_REQUIRED WORK_
The full set of records must be returned exactly, character for character.

[Extracted data entries]
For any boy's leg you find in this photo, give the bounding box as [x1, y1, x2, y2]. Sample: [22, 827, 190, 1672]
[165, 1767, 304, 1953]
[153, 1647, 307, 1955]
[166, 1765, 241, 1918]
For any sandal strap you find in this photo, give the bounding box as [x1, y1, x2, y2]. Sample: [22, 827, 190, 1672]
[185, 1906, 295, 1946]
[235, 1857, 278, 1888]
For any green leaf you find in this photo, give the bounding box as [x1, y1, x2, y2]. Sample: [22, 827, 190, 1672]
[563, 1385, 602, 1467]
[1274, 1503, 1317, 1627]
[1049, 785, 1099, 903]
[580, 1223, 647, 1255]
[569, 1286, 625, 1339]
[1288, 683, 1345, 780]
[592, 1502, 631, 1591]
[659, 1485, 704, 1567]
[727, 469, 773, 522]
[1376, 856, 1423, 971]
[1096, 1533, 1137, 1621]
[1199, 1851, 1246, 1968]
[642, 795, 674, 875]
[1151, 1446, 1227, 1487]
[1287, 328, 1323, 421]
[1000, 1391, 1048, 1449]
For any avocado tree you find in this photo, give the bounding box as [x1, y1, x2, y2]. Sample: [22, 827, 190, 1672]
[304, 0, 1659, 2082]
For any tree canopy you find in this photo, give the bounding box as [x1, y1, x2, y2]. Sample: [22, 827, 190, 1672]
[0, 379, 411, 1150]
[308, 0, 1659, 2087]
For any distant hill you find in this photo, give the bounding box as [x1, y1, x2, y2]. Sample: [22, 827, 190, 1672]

_RESULT FOR THIS EXERCISE_
For any boy's leg you find in this photo, give the bounding box as [x1, y1, x2, y2]. Sample: [22, 827, 190, 1672]
[165, 1767, 304, 1953]
[153, 1647, 307, 1955]
[166, 1765, 241, 1918]
For any sandal strap you find in this photo, give the bounding box as [x1, y1, x2, y2]. Sample: [22, 827, 190, 1672]
[185, 1906, 295, 1946]
[235, 1857, 278, 1888]
For any green leaf you find in this photo, give the bounding box as [x1, y1, x2, y2]. Sample: [22, 827, 190, 1672]
[563, 1385, 602, 1467]
[1274, 1503, 1317, 1627]
[1049, 785, 1099, 903]
[580, 1223, 647, 1255]
[569, 1286, 625, 1339]
[1288, 683, 1345, 780]
[592, 1502, 631, 1591]
[659, 1485, 704, 1567]
[727, 469, 773, 522]
[1376, 856, 1423, 971]
[1096, 1533, 1137, 1621]
[1199, 1851, 1246, 1968]
[642, 795, 674, 875]
[1151, 1446, 1227, 1487]
[1287, 328, 1323, 421]
[1000, 1391, 1048, 1449]
For any avocado tree you find in this photo, give the bounding box as [x1, y1, x2, y2]. Sample: [22, 827, 190, 1672]
[304, 0, 1659, 2082]
For any tree canopy you find in this photo, give the bounding box as [x1, y1, x2, y2]. Sample: [22, 827, 190, 1672]
[0, 379, 411, 1150]
[308, 0, 1659, 2087]
For any distant hill you find in this photo, give the bounding box as [x1, y1, x2, y2]. Sample: [22, 827, 190, 1672]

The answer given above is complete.